→ **WHAT YOU NEED TO DO**
Report every line of the records below that contains the word "surrounding".

Records from a data collection
-- Opening Marker --

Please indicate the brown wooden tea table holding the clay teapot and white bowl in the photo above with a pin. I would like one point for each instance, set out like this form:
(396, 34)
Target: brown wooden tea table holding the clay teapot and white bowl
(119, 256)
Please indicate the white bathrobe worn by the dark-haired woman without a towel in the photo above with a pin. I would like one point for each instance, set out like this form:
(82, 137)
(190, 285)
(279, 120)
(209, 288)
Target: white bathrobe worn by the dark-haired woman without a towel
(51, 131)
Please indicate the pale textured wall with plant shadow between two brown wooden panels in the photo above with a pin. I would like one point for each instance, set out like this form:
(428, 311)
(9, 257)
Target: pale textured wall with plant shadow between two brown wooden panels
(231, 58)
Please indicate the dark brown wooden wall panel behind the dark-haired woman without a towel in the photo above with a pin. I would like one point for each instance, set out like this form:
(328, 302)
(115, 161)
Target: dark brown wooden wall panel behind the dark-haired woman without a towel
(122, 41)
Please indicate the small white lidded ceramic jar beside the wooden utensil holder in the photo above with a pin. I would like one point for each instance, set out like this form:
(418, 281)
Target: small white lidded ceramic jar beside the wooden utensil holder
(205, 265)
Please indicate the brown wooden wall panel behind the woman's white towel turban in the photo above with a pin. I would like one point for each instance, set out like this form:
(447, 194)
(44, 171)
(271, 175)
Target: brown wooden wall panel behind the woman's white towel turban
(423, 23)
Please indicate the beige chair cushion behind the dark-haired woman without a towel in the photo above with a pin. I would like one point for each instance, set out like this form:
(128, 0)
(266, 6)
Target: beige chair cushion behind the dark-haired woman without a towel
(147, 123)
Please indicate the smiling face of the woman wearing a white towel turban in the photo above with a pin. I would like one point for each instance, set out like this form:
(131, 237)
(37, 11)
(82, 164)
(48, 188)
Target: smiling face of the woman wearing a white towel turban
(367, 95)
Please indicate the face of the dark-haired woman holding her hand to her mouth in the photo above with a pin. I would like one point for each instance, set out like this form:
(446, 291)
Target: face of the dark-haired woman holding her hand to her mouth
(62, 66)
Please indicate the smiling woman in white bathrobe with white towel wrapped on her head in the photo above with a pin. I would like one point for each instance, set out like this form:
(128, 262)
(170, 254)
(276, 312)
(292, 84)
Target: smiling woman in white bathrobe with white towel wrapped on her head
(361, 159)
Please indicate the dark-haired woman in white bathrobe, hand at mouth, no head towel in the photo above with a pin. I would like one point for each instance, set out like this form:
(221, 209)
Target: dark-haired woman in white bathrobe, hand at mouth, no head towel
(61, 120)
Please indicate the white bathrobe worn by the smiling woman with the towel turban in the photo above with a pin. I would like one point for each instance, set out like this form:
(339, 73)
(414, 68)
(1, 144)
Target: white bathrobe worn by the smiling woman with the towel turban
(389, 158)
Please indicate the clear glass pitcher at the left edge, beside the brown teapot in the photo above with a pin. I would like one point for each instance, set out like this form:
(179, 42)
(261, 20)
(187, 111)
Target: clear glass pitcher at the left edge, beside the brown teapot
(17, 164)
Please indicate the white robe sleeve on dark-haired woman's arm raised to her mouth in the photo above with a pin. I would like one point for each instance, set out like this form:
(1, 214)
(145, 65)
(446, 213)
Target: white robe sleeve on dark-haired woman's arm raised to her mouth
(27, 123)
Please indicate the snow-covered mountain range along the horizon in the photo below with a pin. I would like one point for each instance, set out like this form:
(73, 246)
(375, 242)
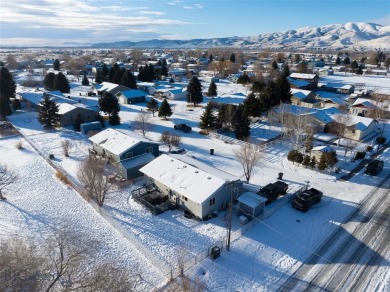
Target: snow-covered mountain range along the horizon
(352, 36)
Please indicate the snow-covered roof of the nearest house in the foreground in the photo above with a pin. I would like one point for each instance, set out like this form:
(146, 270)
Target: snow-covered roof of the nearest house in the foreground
(182, 178)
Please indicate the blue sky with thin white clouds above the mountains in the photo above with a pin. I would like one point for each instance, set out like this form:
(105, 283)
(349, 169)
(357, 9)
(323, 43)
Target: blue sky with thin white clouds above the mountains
(71, 22)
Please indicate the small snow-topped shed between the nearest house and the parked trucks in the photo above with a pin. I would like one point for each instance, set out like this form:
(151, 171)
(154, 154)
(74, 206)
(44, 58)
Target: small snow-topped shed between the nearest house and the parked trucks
(251, 204)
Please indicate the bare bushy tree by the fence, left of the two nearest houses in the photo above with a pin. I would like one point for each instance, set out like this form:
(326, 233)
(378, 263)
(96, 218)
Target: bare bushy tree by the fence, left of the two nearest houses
(91, 175)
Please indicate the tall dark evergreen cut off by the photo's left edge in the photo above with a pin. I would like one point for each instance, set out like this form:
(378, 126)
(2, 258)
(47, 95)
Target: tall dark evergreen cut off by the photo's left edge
(7, 91)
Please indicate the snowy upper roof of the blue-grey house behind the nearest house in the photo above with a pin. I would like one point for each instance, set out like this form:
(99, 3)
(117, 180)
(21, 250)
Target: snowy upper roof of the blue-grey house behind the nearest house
(115, 141)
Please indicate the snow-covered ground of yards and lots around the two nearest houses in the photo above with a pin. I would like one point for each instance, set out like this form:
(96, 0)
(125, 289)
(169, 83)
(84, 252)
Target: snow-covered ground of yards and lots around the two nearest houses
(258, 260)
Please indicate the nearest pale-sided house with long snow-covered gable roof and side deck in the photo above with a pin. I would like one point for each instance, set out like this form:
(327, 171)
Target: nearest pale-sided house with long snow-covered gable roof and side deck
(193, 185)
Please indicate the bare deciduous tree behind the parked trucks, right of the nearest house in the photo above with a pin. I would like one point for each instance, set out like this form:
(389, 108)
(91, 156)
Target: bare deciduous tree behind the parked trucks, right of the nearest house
(249, 156)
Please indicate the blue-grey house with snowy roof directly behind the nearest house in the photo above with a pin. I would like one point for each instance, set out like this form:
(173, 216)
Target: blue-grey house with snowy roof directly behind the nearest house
(126, 151)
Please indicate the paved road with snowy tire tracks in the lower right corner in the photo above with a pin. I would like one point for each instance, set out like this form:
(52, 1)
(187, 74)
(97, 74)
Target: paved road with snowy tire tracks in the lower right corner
(357, 250)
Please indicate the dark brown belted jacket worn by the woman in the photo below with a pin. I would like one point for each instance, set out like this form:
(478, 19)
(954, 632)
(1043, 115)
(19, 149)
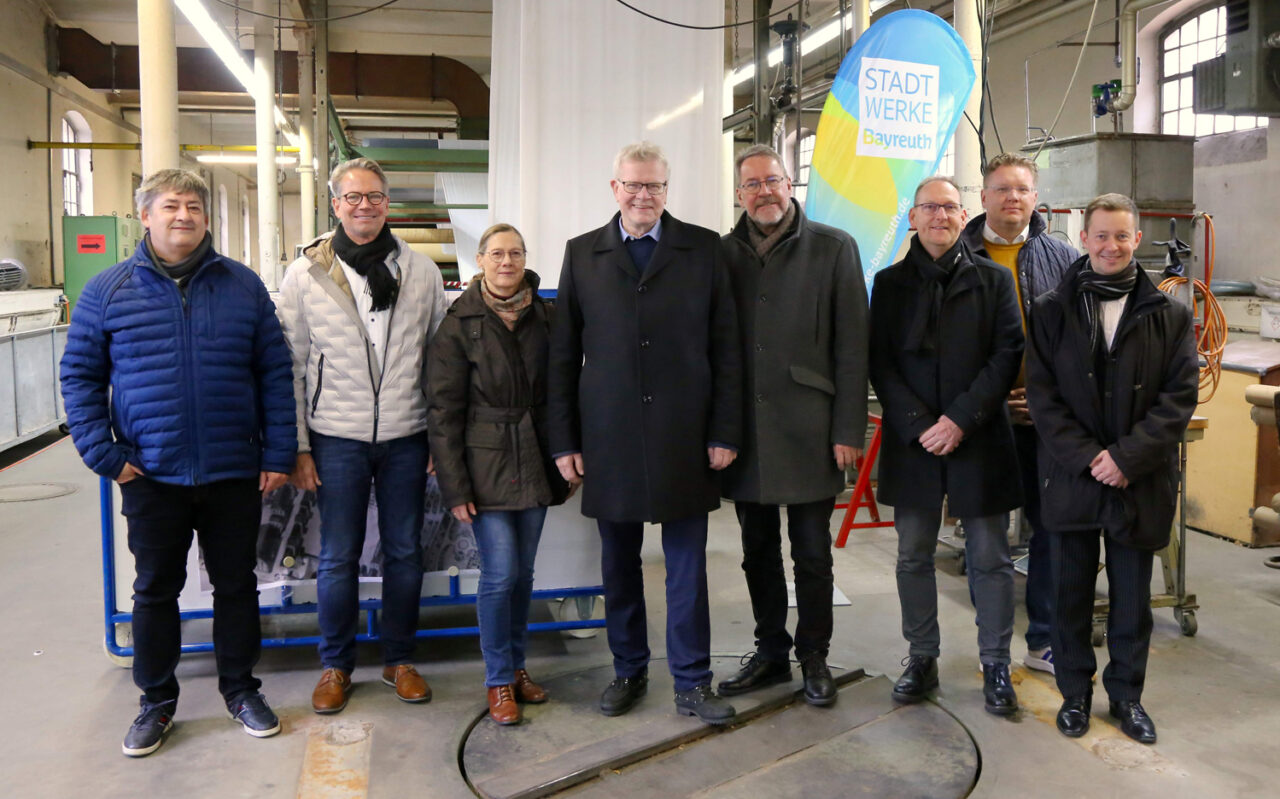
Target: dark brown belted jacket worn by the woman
(487, 407)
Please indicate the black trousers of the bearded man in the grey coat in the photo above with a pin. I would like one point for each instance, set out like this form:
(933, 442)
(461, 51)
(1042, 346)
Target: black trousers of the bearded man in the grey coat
(810, 531)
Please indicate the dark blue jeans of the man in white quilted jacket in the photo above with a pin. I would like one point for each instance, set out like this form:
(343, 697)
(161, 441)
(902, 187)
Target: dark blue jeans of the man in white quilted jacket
(396, 472)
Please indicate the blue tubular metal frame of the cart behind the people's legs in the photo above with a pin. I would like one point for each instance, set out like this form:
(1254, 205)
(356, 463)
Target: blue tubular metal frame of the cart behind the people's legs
(113, 617)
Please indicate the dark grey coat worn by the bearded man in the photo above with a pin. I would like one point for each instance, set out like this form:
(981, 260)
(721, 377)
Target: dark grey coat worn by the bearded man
(803, 311)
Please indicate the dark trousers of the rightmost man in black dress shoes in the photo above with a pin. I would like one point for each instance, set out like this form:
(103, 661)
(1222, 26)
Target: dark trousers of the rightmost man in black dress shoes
(1076, 565)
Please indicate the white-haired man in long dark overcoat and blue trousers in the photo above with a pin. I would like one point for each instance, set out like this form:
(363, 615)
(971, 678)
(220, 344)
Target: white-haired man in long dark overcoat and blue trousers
(644, 408)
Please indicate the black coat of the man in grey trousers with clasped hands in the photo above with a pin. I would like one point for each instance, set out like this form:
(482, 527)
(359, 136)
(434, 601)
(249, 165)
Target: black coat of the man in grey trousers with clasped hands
(967, 377)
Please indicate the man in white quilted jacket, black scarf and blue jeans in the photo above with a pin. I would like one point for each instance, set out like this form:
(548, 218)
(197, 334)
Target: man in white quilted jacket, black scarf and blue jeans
(358, 312)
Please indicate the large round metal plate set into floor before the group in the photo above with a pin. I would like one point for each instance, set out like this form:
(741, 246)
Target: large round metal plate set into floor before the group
(781, 747)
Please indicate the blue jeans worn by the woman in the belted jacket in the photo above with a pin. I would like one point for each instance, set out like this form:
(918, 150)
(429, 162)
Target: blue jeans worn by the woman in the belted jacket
(509, 545)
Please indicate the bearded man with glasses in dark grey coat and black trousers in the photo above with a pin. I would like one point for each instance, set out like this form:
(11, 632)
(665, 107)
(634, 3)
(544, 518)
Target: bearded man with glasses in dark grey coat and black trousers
(802, 304)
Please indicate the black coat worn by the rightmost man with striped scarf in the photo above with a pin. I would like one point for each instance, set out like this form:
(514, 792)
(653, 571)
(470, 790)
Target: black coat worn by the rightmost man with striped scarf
(1137, 413)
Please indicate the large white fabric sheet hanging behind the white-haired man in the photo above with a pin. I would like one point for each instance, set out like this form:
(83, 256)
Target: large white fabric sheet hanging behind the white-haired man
(573, 83)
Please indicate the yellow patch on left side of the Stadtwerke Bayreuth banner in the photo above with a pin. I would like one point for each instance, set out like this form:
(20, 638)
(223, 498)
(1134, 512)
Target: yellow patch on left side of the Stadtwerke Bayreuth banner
(866, 181)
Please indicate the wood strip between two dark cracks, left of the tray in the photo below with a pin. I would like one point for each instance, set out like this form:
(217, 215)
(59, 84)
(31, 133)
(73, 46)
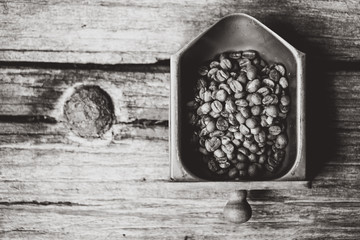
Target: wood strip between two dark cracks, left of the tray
(135, 94)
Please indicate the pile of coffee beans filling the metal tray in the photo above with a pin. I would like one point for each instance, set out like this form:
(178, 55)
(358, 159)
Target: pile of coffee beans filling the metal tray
(238, 115)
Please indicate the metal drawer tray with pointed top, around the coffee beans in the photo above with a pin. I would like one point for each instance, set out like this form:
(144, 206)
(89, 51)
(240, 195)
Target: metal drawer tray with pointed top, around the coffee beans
(234, 32)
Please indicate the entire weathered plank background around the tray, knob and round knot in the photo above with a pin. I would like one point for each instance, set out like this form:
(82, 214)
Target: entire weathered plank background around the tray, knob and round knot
(56, 186)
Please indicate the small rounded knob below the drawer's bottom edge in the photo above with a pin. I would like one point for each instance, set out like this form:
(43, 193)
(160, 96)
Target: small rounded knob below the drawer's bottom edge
(237, 209)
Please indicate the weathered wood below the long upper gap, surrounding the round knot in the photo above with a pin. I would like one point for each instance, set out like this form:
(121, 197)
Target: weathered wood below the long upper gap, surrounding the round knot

-- Closing Marker --

→ **RESPONSE BOX**
Please indicate the weathered wood below the long upper gap, surrounding the round knot in the photo above with a pin. I would like one point for each instance, set out like this form:
Target: weathered wood below the long upper gap, surrounding the round knot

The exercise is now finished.